SET PROBLEM:
Set the data down again, exactly as it reads, but without the pictures.

---------- WORKING DATA

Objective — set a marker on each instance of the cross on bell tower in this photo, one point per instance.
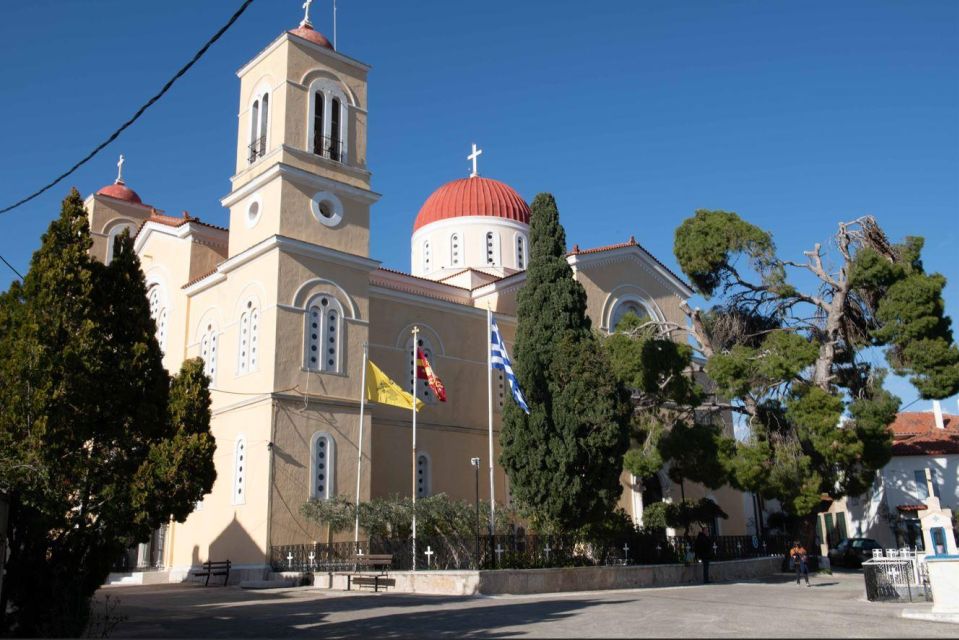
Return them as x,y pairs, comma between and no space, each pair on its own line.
473,156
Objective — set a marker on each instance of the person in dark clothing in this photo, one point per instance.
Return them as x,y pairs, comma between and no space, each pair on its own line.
704,551
799,556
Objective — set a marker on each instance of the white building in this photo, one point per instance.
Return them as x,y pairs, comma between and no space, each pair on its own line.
925,460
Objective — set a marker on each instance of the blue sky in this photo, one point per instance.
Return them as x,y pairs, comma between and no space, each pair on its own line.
796,115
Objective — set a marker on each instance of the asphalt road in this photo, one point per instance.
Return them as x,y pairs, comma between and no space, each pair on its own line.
834,606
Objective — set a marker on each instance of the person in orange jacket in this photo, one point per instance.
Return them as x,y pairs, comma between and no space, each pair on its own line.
799,556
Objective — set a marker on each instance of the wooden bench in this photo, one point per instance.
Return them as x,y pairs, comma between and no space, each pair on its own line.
214,568
375,562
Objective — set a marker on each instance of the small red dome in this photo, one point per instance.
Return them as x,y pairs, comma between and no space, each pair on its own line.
307,32
474,196
120,191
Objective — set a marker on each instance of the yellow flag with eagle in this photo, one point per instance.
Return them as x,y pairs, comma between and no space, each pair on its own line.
380,388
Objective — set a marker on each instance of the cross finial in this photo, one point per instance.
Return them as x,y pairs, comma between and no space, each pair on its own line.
306,14
473,156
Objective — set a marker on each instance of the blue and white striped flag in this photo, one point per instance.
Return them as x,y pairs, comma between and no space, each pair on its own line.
500,360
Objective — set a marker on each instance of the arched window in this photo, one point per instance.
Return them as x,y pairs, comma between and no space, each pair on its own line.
259,121
322,466
264,118
423,477
492,248
318,102
327,121
629,306
239,471
455,259
254,127
249,324
336,151
158,313
208,351
323,328
423,391
112,237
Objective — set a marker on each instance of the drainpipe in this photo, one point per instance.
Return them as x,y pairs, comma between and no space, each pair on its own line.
937,411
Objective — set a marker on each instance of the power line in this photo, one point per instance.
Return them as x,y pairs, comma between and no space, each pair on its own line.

--------------------

TASK OUTPUT:
Objective — set a marker on each instance of the cross on bell tower in this photo, one point per instance.
Return them as x,y pairs, comma between and no space, each pair on its own line.
473,156
Objective — set a marker on each instance of the person in dark clothing in this photo, one point per instance.
Return them as x,y pairs, comma between and no space, each pair on its own line.
704,551
799,556
Objective — set a marker on each instance of the white building in this photo, one point per instance.
Return them as x,y pairs, comma between and no space, each pair on its own line.
925,460
Objective — set a marker on each instance of the blue sky in this photo, one point per instance.
Return them as x,y pairs, comma between and no space, each pair on its own line.
796,115
Objective — set a marker on each instance of the asphalt road in this photo, one point per instance.
Return them as x,y pairs, comma between and no space, each pair on its own line.
834,606
Objective — set a marker on each instance of the person in orange jacket in this photo, one point per instance.
Return them as x,y pairs, comma between and no space, each pair on its own line.
799,556
Objective — set a marker on each instance of the wooden bench in this photo, one point per instance.
Return them as x,y pairs, comma between and no space, each pair on its own line.
214,568
375,562
Objective — set a marker on each instance of the small red dome in this photo, one point per instance.
Return them as x,y pairs, comma between and no space, each pair on its own line.
307,32
474,196
120,191
Objective — set a marker on each instance of the yellow flag with eagle in this photo, one point per instance.
Return them as x,y pairs, comma between and no space, each pair on its own line.
380,388
Objective — set a marker on each instance of the cross finial in this photo, one point per instance.
Return them as x,y pairs, comma between and no space, each pair on its own line.
306,14
473,156
Objective — set a marker on each instance of the blue and white striped flag in this photo, one point per instance.
Return them as x,y pairs, comma between and no space, each pair on its own line.
500,360
Objective — set a marker on each instance of the arched window in this photo, one point per instance.
Return them as x,y pairs, comma between and no space, each pair on its own line.
259,121
322,466
264,118
423,477
492,248
318,102
327,121
629,306
239,471
455,259
254,127
249,324
336,151
158,313
208,351
323,328
423,391
112,237
Objective — set a marker on each instance of the drainpipe in this photo, one point per instance.
Return them as x,y pairs, comma between and no space, each pair on its own line.
937,411
Objective — set a marker on each instance of the power line in this photo, one point per instance.
Return them as x,y pairs, comma between and no space, each pair on its own line.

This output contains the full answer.